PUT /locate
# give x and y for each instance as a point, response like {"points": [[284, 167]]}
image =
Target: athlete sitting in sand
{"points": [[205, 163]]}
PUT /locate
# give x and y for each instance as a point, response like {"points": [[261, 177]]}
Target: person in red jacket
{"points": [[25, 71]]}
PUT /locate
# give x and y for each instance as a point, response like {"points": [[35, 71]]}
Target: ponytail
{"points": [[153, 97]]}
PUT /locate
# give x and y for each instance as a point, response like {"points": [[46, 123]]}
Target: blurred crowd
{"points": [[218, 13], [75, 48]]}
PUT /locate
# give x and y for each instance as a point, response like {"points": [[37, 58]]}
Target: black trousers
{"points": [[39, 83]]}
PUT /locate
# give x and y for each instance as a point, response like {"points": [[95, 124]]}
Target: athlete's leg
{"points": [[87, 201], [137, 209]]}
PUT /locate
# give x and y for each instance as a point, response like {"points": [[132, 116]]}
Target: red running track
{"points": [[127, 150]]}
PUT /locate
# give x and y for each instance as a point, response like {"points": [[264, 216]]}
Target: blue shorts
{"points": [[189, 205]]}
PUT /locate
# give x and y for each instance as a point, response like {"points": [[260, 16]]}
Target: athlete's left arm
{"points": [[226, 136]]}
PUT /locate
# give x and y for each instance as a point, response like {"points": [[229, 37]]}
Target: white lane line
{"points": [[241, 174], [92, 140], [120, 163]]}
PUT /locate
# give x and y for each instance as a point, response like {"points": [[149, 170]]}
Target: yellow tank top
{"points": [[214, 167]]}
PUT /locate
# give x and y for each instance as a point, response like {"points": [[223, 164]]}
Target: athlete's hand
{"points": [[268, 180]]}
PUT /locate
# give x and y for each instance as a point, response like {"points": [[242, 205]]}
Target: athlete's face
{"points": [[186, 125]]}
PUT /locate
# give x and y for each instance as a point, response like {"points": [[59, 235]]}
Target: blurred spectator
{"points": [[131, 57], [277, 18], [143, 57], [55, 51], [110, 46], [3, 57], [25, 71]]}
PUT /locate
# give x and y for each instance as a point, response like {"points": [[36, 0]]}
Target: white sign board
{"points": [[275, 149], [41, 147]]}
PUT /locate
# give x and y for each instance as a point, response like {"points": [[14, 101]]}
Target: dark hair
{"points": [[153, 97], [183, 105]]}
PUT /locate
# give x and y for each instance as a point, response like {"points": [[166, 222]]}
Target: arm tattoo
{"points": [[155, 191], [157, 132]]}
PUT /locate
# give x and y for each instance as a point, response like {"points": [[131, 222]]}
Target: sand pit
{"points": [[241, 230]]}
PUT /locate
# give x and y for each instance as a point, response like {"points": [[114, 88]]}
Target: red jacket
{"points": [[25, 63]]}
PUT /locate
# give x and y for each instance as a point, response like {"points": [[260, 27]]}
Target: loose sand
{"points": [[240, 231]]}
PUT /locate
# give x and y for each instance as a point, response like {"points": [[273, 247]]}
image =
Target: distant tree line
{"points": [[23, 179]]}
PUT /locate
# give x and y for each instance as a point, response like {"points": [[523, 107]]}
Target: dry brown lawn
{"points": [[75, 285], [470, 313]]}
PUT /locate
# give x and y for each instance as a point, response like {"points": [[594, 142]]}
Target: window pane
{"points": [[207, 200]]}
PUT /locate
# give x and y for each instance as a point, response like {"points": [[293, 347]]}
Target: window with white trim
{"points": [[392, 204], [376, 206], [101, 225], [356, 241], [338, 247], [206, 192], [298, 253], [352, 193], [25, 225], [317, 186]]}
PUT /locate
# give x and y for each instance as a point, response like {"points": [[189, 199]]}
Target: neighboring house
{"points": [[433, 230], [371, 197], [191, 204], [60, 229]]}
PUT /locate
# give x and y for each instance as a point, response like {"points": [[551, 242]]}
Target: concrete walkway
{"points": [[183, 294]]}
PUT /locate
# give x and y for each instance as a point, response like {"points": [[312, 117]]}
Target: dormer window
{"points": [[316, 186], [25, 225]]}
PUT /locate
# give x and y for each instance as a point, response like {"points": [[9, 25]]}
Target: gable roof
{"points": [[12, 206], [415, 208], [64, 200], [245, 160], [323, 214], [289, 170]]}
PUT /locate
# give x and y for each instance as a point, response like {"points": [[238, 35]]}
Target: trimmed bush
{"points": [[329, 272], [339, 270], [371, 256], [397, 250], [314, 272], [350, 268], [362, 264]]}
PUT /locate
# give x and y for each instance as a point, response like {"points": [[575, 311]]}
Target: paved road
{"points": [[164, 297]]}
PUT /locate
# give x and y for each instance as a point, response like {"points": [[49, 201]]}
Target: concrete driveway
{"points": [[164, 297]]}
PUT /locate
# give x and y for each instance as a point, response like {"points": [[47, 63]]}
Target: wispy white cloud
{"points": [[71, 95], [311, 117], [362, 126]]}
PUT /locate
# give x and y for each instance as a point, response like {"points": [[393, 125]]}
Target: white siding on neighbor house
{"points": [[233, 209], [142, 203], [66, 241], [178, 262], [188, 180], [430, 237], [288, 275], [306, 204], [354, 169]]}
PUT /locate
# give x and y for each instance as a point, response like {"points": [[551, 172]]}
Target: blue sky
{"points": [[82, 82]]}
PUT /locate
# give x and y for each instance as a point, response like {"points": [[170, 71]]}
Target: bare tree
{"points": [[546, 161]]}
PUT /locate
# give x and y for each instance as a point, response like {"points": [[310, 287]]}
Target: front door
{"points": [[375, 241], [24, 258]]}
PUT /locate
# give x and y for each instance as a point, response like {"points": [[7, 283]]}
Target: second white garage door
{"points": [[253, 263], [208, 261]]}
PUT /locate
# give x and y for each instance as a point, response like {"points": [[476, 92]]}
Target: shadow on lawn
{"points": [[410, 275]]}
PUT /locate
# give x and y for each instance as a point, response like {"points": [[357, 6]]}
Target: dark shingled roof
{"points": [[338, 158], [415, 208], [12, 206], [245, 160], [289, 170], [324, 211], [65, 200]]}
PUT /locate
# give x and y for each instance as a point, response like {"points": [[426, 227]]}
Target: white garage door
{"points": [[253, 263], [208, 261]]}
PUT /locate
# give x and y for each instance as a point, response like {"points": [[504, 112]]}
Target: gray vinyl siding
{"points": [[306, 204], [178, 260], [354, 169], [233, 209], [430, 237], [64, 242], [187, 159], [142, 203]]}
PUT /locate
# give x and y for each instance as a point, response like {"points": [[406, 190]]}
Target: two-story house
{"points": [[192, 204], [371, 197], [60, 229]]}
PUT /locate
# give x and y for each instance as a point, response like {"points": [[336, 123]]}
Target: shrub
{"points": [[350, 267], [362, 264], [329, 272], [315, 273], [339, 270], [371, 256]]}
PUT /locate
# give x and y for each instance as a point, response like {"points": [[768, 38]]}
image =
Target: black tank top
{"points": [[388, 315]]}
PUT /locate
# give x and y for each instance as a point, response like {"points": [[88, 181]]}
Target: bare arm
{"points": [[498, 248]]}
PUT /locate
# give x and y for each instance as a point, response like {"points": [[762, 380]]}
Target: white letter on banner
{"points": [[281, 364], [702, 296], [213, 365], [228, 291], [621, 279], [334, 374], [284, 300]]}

▬▬▬▬▬▬

EXERCISE:
Reproduce the data shown above exactly.

RESPONSE BELOW:
PUT /locate
# give x and y for each instance as a point, response like {"points": [[284, 167]]}
image =
Target: athlete sitting in sand
{"points": [[205, 163]]}
PUT /locate
# give x and y for each instance as a point, response like {"points": [[261, 177]]}
Target: person in red jacket
{"points": [[25, 71]]}
PUT /locate
# give x and y for each instance as a point, response like {"points": [[35, 71]]}
Target: ponytail
{"points": [[153, 97]]}
PUT /locate
# give x and y for each instance as a point, response like {"points": [[46, 123]]}
Target: blurred crowd
{"points": [[218, 13], [75, 48]]}
PUT /locate
# give x and y for each instance as a point, response like {"points": [[37, 58]]}
Target: black trousers
{"points": [[39, 83]]}
PUT /locate
# give x and y for each instance as a point, response like {"points": [[95, 124]]}
Target: athlete's leg
{"points": [[87, 201], [137, 209]]}
PUT /locate
# give x and y for each instance as a point, response like {"points": [[132, 116]]}
Target: red running track
{"points": [[127, 150]]}
PUT /locate
# give x and y for each instance as a point, response like {"points": [[264, 216]]}
Target: blue shorts
{"points": [[189, 205]]}
PUT /locate
# give x and y for each instance as a point, response like {"points": [[260, 16]]}
Target: athlete's left arm
{"points": [[226, 136]]}
PUT /locate
# give x and y for each instance as a point, response like {"points": [[229, 37]]}
Target: white lane line
{"points": [[241, 174], [92, 140], [120, 163]]}
PUT /locate
# give x and y for each instance as a point, response like {"points": [[149, 170]]}
Target: yellow tank top
{"points": [[214, 167]]}
PUT /locate
# give x and y for each instance as a point, response like {"points": [[223, 164]]}
Target: athlete's hand
{"points": [[268, 180]]}
PUT /locate
# give x and y for each instance as a point, response like {"points": [[242, 205]]}
Target: athlete's face
{"points": [[186, 125]]}
PUT /locate
# give x and y for each instance as a point, response like {"points": [[59, 235]]}
Target: blurred spectator
{"points": [[131, 57], [277, 18], [143, 57], [55, 51], [110, 46], [3, 57], [25, 71]]}
PUT /locate
# give x and y for each instance as a point, response like {"points": [[36, 0]]}
Target: white sign board
{"points": [[275, 149], [41, 147]]}
PUT /locate
# give x and y for each instance as a point, response like {"points": [[14, 101]]}
Target: dark hair
{"points": [[153, 97], [183, 105]]}
PUT /locate
# give x and y for each instance as a point, response like {"points": [[166, 222]]}
Target: arm tattoo
{"points": [[155, 191], [157, 132]]}
PUT /locate
# give x and y for each instance as a point, response like {"points": [[131, 222]]}
Target: sand pit
{"points": [[241, 230]]}
PUT /locate
# give x and y for each instance as a point, response like {"points": [[114, 88]]}
Target: red jacket
{"points": [[25, 63]]}
PUT /locate
# give x and y for each instance as a point, response like {"points": [[260, 27]]}
Target: loose sand
{"points": [[240, 231]]}
PUT /locate
# give x and y for each instance as a point, response like {"points": [[273, 247]]}
image =
Target: distant tree line
{"points": [[23, 179]]}
PUT /locate
# give x and y for each instance as a point, response like {"points": [[523, 107]]}
Target: dry brown lawn
{"points": [[75, 285], [470, 313]]}
PUT /locate
# give x and y for each instance as a point, response like {"points": [[594, 142]]}
Target: window pane
{"points": [[207, 200]]}
PUT /locate
# give x and y for each instance as a point, response like {"points": [[293, 347]]}
Target: window with white trim
{"points": [[392, 204], [376, 206], [101, 225], [356, 241], [338, 247], [206, 192], [298, 253], [352, 193], [25, 225], [317, 186]]}
PUT /locate
# give x and y for each instance as a point, response like {"points": [[189, 199]]}
Target: neighboring house
{"points": [[433, 230], [371, 197], [191, 204], [60, 229]]}
PUT /locate
# give x and y for each instance as a point, response like {"points": [[551, 242]]}
Target: concrete walkway
{"points": [[183, 294]]}
PUT /locate
# give x and y for each instance as a point, response like {"points": [[312, 117]]}
Target: dormer window
{"points": [[316, 186], [25, 225]]}
PUT /locate
# give x and y for each instance as a point, response like {"points": [[9, 25]]}
Target: gable roof
{"points": [[12, 206], [415, 208], [64, 200], [245, 160], [323, 214], [289, 170]]}
PUT /locate
# give x and y for each instance as a point, response like {"points": [[238, 35]]}
Target: trimmed bush
{"points": [[329, 272], [339, 270], [371, 256], [397, 250], [314, 272], [350, 268], [362, 264]]}
PUT /locate
# give x and y for each instance as a point, response like {"points": [[575, 311]]}
Target: paved road
{"points": [[164, 297]]}
PUT /locate
# give x and y for each instance as a point, response like {"points": [[49, 201]]}
Target: concrete driveway
{"points": [[164, 297]]}
PUT /locate
# give x and y for each instance as a point, response like {"points": [[47, 63]]}
Target: wispy white cloud
{"points": [[71, 95], [311, 117], [362, 126]]}
PUT /locate
# give x and y for each instance as a point, response like {"points": [[393, 125]]}
Target: white siding on neighbor house
{"points": [[233, 209], [142, 203], [66, 241], [178, 262], [188, 180], [430, 237], [288, 275], [306, 204], [354, 169]]}
PUT /locate
# give x and y for each instance as a point, response like {"points": [[551, 172]]}
Target: blue sky
{"points": [[82, 82]]}
PUT /locate
# give x and y for each instance as a point, response like {"points": [[170, 71]]}
Target: bare tree
{"points": [[546, 161]]}
PUT /locate
# give x and y for each instance as a point, response like {"points": [[310, 287]]}
Target: front door
{"points": [[375, 241], [24, 258]]}
PUT /locate
# give x and y for each instance as a point, response like {"points": [[7, 283]]}
Target: second white garage door
{"points": [[253, 263], [208, 261]]}
PUT /locate
# give x and y for each instance as a point, response like {"points": [[476, 92]]}
Target: shadow on lawn
{"points": [[410, 275]]}
PUT /locate
# give x and y for each instance as a point, response like {"points": [[357, 6]]}
Target: dark shingled roof
{"points": [[338, 158], [415, 208], [12, 206], [245, 160], [289, 170], [324, 211], [65, 200]]}
PUT /locate
# give x and y for each instance as a point, response like {"points": [[426, 227]]}
Target: white garage door
{"points": [[253, 263], [208, 261]]}
PUT /locate
# give x and y for each instance as a point, response like {"points": [[504, 112]]}
Target: gray vinyl siding
{"points": [[306, 204], [178, 260], [354, 169], [233, 209], [430, 237], [64, 242], [187, 159], [142, 203]]}
PUT /locate
# give x and y for each instance as a point, response like {"points": [[406, 190]]}
Target: two-story house
{"points": [[192, 204], [371, 197], [60, 229]]}
PUT /locate
# give x and y for each instance as a point, response like {"points": [[336, 123]]}
Target: shrub
{"points": [[350, 267], [362, 264], [329, 272], [315, 273], [339, 270], [371, 256]]}
PUT /locate
# give x and y for each instance as a point, response like {"points": [[768, 38]]}
image =
Target: black tank top
{"points": [[388, 315]]}
PUT /locate
# give x and y for each instance as a point, response like {"points": [[88, 181]]}
Target: bare arm
{"points": [[498, 248]]}
PUT /locate
# give x and y for each instance as a point, response like {"points": [[762, 380]]}
Target: white letter on banner
{"points": [[281, 364], [702, 296], [213, 365], [228, 291], [621, 279], [334, 374], [284, 300]]}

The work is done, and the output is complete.